AIM OF THE EXERCISE: Set down the records again, keeping each line exactly as it is.

MATERIAL PROVIDED:
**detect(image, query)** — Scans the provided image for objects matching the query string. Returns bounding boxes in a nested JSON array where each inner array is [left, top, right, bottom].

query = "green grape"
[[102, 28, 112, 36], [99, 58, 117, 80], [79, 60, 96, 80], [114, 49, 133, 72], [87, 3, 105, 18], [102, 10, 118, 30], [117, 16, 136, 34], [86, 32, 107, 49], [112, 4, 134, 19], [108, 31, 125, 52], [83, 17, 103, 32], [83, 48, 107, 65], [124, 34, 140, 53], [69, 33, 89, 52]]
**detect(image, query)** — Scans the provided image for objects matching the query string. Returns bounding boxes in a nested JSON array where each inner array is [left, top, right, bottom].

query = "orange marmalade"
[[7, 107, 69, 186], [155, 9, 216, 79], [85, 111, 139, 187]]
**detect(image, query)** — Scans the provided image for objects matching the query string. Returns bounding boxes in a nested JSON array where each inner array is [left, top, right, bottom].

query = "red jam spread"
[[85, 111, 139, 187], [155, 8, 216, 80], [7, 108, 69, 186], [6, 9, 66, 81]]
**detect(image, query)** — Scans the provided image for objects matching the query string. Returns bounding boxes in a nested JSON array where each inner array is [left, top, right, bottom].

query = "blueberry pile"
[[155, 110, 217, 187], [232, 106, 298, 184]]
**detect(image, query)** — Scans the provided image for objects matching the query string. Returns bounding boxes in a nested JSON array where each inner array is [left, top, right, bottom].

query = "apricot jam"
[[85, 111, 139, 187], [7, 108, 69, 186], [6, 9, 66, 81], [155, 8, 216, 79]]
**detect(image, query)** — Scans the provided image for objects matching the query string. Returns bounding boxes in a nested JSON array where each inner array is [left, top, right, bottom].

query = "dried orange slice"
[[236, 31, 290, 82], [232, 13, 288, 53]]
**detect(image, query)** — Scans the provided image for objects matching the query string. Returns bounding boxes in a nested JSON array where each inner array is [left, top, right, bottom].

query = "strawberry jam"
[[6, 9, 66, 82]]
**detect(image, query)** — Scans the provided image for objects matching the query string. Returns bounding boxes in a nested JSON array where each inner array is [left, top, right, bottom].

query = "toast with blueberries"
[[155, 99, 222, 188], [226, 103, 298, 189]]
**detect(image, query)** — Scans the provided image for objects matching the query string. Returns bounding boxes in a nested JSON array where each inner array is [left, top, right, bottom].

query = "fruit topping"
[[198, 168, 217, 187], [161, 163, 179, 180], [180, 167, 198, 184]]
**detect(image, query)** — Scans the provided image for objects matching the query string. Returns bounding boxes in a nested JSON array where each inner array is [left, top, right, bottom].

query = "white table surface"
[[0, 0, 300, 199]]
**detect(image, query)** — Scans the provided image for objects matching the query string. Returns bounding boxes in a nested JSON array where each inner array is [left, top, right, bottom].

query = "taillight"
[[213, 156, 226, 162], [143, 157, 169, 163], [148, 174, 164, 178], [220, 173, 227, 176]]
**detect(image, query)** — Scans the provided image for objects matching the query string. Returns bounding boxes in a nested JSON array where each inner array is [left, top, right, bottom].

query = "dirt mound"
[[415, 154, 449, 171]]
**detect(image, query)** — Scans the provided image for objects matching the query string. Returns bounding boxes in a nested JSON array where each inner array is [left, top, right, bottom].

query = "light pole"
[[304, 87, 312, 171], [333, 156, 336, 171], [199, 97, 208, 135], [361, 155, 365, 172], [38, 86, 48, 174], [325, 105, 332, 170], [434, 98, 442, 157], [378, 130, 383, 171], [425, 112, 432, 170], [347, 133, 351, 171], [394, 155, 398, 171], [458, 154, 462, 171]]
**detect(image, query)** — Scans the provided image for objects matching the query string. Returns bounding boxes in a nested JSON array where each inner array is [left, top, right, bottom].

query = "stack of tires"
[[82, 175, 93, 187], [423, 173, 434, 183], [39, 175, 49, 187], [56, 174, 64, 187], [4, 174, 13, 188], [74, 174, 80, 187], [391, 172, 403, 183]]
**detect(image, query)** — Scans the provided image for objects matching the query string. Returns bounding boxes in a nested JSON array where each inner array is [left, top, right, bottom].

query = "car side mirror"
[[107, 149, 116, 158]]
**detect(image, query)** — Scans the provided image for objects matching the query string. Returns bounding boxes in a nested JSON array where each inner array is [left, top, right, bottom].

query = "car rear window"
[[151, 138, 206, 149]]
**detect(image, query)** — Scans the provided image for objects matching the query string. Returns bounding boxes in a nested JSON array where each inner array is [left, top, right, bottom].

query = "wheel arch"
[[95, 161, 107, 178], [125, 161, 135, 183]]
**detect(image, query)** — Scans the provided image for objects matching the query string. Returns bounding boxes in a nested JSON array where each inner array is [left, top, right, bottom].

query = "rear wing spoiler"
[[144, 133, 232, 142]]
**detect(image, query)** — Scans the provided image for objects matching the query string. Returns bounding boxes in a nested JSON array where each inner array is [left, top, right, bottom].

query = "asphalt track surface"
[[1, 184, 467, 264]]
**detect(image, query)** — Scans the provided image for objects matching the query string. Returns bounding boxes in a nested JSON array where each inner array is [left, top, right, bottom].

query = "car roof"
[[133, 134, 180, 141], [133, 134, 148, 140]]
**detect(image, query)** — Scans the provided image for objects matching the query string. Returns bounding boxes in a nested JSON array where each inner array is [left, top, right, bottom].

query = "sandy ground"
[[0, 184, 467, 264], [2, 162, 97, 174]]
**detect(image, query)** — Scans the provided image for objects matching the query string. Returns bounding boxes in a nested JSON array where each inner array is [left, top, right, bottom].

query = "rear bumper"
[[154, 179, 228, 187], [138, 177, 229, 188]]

TASK RESPONSE:
**detect(image, query)** — Scans the provided image for objects matching the query string. Returns bounding boxes in a nested JSON array where each inner array is [left, top, right, bottom].

query = "green grape"
[[102, 28, 112, 36], [99, 58, 117, 80], [79, 60, 96, 80], [114, 49, 133, 72], [87, 3, 105, 18], [102, 10, 118, 30], [117, 16, 136, 34], [86, 32, 107, 49], [112, 4, 134, 19], [108, 31, 125, 52], [83, 17, 103, 32], [83, 48, 107, 65], [124, 34, 140, 53], [69, 33, 89, 52]]
**detect(image, query)** — Scans the provided image for objects matching the query string. Returns bounding boxes in a nested JSON array where each inner array is [left, top, right, bottom].

query = "orange marmalade"
[[7, 107, 69, 186], [155, 9, 216, 79], [85, 111, 139, 187]]
**detect(image, query)** — Scans the provided image for objects matching the query string. Returns bounding boxes in a nested JSON array where each inner array is [left, top, right, bottom].

query = "red jam spread"
[[85, 111, 139, 187], [155, 8, 216, 80], [7, 108, 69, 186], [6, 9, 66, 81]]
**detect(image, query)** — Scans the provided image for objects matching the query string. Returns bounding boxes in a nested JSON array where each inner array is [left, top, right, bottom].

query = "blueberry pile"
[[155, 110, 217, 187], [232, 106, 298, 184]]
**detect(image, query)** — Scans the provided image for objects matching the query string. Returns bounding boxes in a nested JSON array where each inner array is [left, top, right, bottom].

query = "apricot jam"
[[85, 111, 139, 187], [7, 108, 69, 186], [6, 9, 66, 81], [155, 8, 216, 79]]
**detect(image, query)** — Scans the provided image for objects matching the query string. Returns bounding boxes in a nested JSON array where each inner array is [left, top, right, bottom].

query = "dried orange slice"
[[236, 31, 290, 82], [232, 13, 288, 53]]
**detect(image, query)** — Scans the provided image for objects matching the query string. Returns bounding boxes in a nested JSON array where each inner array is [left, top, right, bottom].

query = "strawberry jam"
[[6, 9, 66, 82]]
**detect(image, query)** — Scans the provided image for objects matching the query string. Returns bounding boxes in a nested JSON array where each inner array is [left, top, right, bottom].

query = "toast with blueberries"
[[155, 99, 222, 188], [226, 103, 298, 189]]
**detect(image, query)** — Scans the provided image for objects matching the query string. Returns bounding boxes in a nested JSON array where each inner array is [left, top, right, bottom].

query = "fruit topping"
[[198, 168, 217, 187], [161, 163, 179, 180], [180, 167, 198, 184]]
**detect(image, query)** — Scans the provided image for objects matching the query string. Returns bounding boxes in a nested JSON array where each inner array is [left, top, right, bottom].

query = "white table surface"
[[0, 0, 300, 199]]
**detect(image, query)** — Scans the provided image for objects matching the query string. Returns bounding boxes in a nested JSON array where each inner array is [left, top, right, bottom].

query = "taillight"
[[213, 156, 226, 162], [143, 157, 169, 163], [148, 174, 164, 178], [220, 173, 227, 176]]
**detect(image, query)** — Scans the provided image for objects matching the query string. Returns bounding boxes in a nested JSON array where each inner array is [left, top, right, bottom].

query = "dirt mound"
[[415, 154, 449, 171]]
**detect(image, query)** — Scans the provided image for objects matching the query string. Returns bounding boxes in a nested JSON array where each inner array is [left, top, right, bottom].

query = "light pole"
[[304, 87, 312, 171], [333, 156, 336, 171], [199, 97, 208, 135], [361, 155, 365, 172], [38, 86, 48, 174], [325, 105, 332, 170], [434, 98, 442, 157], [378, 130, 383, 171], [425, 112, 432, 170], [347, 133, 351, 171], [394, 155, 398, 171], [458, 154, 462, 171]]
**detect(image, query)** — Scans the provided image for objects matching the query string. Returns bounding boxes in a nested JSON array where each inner array is [left, top, right, bottom].

query = "stack of tires"
[[82, 175, 93, 187], [423, 173, 434, 183], [39, 175, 49, 187], [56, 174, 64, 187], [4, 174, 13, 188], [74, 174, 80, 187], [391, 172, 403, 183]]
**detect(image, query)** — Scans the provided image for objects matching the query string. Returns bounding boxes in a nested JSON array where each inner array is [left, top, right, bottom].

query = "car side mirror"
[[107, 149, 116, 158]]
**detect(image, query)** — Scans the provided image for objects matching the query string. Returns bounding boxes in a nested JSON array where each inner array is [left, top, right, bottom].

query = "car rear window"
[[151, 138, 206, 149]]
**detect(image, query)** — Scans the provided image for objects matching the query string. Returns bounding boxes in a nested JSON array where each inner array is [left, top, right, bottom].

query = "wheel arch"
[[95, 161, 107, 178], [125, 161, 135, 183]]
**detect(image, query)** — Scans the provided image for objects matching the query string. Returns bounding boxes in a nested JSON array where each inner array is [left, top, right, bottom].

query = "rear wing spoiler"
[[144, 133, 232, 142]]
**detect(image, query)** — Scans the provided image for objects matching the query string. Returns bounding boxes in a nested JSON array where each inner array is [left, top, right, bottom].

query = "asphalt track surface"
[[1, 184, 467, 264]]
**detect(image, query)** — Scans the provided image for objects matching the query string. Returns bounding boxes in a nested JSON array where each inner array is [left, top, right, bottom].

query = "car roof"
[[133, 134, 180, 141], [133, 134, 148, 140]]
**detect(image, query)** — Scans the provided image for objects matching the query string. Returns bounding boxes in a nested JSON array where each inner array is [left, top, right, bottom].

query = "sandy ground"
[[0, 184, 467, 264], [2, 162, 97, 174]]
**detect(image, query)** — Scans the provided image for objects matching the query string. Returns bounding boxes in a nested JSON array where each inner array is [left, top, right, bottom].

query = "rear bumper"
[[154, 179, 228, 187], [138, 177, 229, 188]]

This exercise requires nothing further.